**Dataset:**
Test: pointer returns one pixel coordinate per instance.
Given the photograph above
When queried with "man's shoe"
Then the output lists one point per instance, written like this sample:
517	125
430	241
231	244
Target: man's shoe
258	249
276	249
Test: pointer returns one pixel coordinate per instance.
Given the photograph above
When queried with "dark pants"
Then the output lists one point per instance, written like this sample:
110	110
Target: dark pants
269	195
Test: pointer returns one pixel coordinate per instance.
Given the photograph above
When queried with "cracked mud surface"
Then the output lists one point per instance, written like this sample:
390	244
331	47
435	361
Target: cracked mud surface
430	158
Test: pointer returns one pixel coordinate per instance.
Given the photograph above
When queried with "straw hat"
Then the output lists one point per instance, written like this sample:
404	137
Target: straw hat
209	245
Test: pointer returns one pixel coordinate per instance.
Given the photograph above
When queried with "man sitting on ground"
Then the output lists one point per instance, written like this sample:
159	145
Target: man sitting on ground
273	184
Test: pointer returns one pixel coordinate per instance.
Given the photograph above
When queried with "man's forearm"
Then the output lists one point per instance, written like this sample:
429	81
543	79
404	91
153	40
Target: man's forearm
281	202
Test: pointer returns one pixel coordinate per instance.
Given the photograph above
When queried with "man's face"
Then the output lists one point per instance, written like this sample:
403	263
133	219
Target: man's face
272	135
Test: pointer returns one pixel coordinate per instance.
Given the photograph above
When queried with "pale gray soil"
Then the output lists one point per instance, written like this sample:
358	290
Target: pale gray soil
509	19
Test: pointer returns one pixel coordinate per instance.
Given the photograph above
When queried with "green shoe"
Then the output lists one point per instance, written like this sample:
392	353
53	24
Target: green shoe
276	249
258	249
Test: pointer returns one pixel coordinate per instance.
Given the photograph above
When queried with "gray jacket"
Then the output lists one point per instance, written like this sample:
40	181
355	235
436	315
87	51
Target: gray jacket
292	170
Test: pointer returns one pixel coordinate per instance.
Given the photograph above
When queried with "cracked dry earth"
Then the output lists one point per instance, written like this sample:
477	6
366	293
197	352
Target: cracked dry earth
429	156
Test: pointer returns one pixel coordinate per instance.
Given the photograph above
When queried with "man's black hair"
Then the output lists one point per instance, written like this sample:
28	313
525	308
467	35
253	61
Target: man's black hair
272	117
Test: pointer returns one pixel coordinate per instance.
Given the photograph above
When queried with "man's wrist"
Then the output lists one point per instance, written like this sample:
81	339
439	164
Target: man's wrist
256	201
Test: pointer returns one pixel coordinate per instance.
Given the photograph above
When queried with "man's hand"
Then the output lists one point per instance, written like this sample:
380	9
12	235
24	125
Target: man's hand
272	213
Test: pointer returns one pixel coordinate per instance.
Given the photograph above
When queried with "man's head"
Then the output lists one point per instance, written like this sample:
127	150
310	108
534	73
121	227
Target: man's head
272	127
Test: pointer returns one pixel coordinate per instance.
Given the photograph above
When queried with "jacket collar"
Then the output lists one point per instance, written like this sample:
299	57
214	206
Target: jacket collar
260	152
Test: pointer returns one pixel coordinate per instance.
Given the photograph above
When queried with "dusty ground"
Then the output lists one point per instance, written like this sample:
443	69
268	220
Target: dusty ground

**Work request:** Each line above must be reproduced exactly.

**Response to this exercise:**
Test: pointer returns one pixel coordinate per instance.
Given the photograph above
When queried with "man's shoe"
Then the output lists one point per instance, written like this sample:
517	125
430	241
231	244
Target: man's shoe
258	249
276	249
Test: pointer returns one pixel coordinate per instance.
Given the photograph above
When queried with "dark pants"
Then the output lists one point per instance, written like this sample:
110	110
Target: dark pants
269	195
Test: pointer returns one pixel coordinate per instance.
Given the photograph above
When queried with "cracked mud surface"
Then the output lists one point per instance, written like this sample:
390	244
331	47
435	361
Target: cracked mud surface
430	158
Test: pointer returns one pixel coordinate per instance.
Given the photograph above
When queried with "straw hat"
Then the output lists one point per instance, written like this sample:
404	137
Target: straw hat
209	245
Test: pointer returns one pixel coordinate per instance.
Given the photograph above
When queried with "man sitting on ground"
Then the output lists one point per instance, written like this sample:
159	145
Target: man sitting on ground
273	184
Test: pointer returns one pixel coordinate per instance.
Given the photograph above
When queried with "man's forearm"
Then the output lists one point per instance, written like this sample:
429	81
543	79
404	91
153	40
Target: man's forearm
281	202
Test: pointer returns one pixel coordinate per instance.
Given the photograph above
When queried with "man's face"
Then the output lists one point per instance, written like this sample:
403	263
133	219
Target: man's face
272	135
Test: pointer returns one pixel coordinate per instance.
Given the photograph above
When queried with "pale gray soil"
Then the output lists one point per instance, written like this sample:
358	290
Target: pale gray soil
509	19
Test: pointer returns one pixel coordinate per instance.
Given the photograph above
When queried with "green shoe"
Then the output lists one point per instance, written like this sample:
392	353
53	24
Target: green shoe
276	249
258	249
Test: pointer returns one pixel coordinate per instance.
Given the photograph above
When queried with "gray jacket"
Then the output lists one point per instance, written like this sample:
40	181
355	235
436	315
87	51
Target: gray jacket
292	170
Test: pointer returns one pixel coordinate per instance.
Given the photograph above
When queried with "cracked dry earth"
Then the output lists one point per instance, written like this sample:
477	6
366	293
197	352
Target: cracked dry earth
429	156
Test: pointer returns one pixel coordinate per instance.
Given the photograph above
When queried with "man's black hair"
Then the output lists one point per instance, written like this sample:
28	313
525	308
467	35
253	61
Target: man's black hair
272	117
Test: pointer returns one pixel coordinate per instance.
Given the photograph above
When queried with "man's wrist"
Then the output lists one point per instance, written like this sample:
81	339
439	164
Target: man's wrist
256	201
Test: pointer returns one pixel coordinate per instance.
Given the photograph above
When queried with "man's hand"
Then the output lists one point per instance, written like this sample:
380	9
12	235
24	125
Target: man's hand
272	213
Test: pointer returns one pixel coordinate per instance.
Given the photograph above
When queried with "man's head"
Then the output lists one point per instance, written like this sample:
127	150
310	108
534	73
121	227
Target: man's head
272	127
Test: pointer returns one pixel coordinate per instance.
Given the photograph above
When queried with "jacket collar"
Then the output lists one point per instance, written like this sample:
299	57
214	206
Target: jacket collar
260	152
Test: pointer returns one pixel coordinate per instance.
Given the photograph above
When queried with "dusty ground"
Then the output lists one point per instance, written like this sample:
443	69
268	220
Target: dusty ground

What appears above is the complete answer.